-- Begin --
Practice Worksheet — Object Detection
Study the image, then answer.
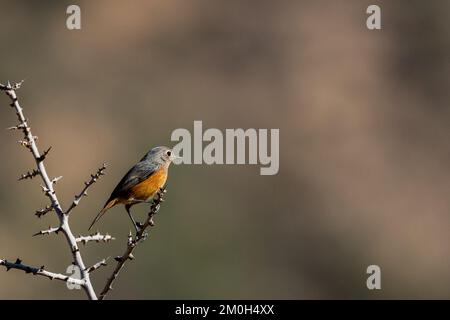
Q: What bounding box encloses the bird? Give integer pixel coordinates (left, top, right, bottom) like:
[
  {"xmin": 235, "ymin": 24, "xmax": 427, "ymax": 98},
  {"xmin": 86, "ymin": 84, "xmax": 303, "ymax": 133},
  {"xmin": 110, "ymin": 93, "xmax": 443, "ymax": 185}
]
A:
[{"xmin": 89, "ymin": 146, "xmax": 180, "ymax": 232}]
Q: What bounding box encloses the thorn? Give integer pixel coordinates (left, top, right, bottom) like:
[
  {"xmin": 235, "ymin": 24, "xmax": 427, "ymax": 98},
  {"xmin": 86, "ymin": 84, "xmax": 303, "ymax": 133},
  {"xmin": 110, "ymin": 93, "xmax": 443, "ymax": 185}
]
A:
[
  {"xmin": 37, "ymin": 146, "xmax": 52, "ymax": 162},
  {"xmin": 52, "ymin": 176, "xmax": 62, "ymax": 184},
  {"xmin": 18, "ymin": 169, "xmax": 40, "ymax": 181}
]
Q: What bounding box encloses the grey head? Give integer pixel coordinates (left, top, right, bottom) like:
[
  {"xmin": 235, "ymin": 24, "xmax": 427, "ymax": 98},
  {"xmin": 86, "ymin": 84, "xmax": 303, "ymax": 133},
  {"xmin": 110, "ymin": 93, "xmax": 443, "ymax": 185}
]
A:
-- End --
*PROBLEM STATEMENT*
Reproduce all of the material above word for word, omitting the picture.

*EXERCISE ANSWER*
Practice Worksheet — Object Detection
Study the image, then answer.
Q: What bounding box encloses the bird? Give integer pixel coordinates (left, top, right, bottom) like:
[
  {"xmin": 235, "ymin": 24, "xmax": 427, "ymax": 98},
  {"xmin": 86, "ymin": 84, "xmax": 303, "ymax": 133},
  {"xmin": 110, "ymin": 93, "xmax": 443, "ymax": 185}
]
A:
[{"xmin": 89, "ymin": 146, "xmax": 180, "ymax": 232}]
Q: What bounding box encloses the thorn? Give integer pixel coordinates (left, top, right, bottom) like:
[
  {"xmin": 235, "ymin": 24, "xmax": 427, "ymax": 98},
  {"xmin": 86, "ymin": 84, "xmax": 303, "ymax": 133},
  {"xmin": 110, "ymin": 93, "xmax": 443, "ymax": 185}
]
A:
[
  {"xmin": 37, "ymin": 146, "xmax": 52, "ymax": 162},
  {"xmin": 52, "ymin": 176, "xmax": 62, "ymax": 184},
  {"xmin": 18, "ymin": 169, "xmax": 40, "ymax": 181}
]
Q: What bounding box encloses the grey head? Give integer pixel coordinates (left, top, right, bottom) like:
[
  {"xmin": 235, "ymin": 24, "xmax": 427, "ymax": 98},
  {"xmin": 86, "ymin": 84, "xmax": 303, "ymax": 133},
  {"xmin": 110, "ymin": 93, "xmax": 443, "ymax": 185}
]
A:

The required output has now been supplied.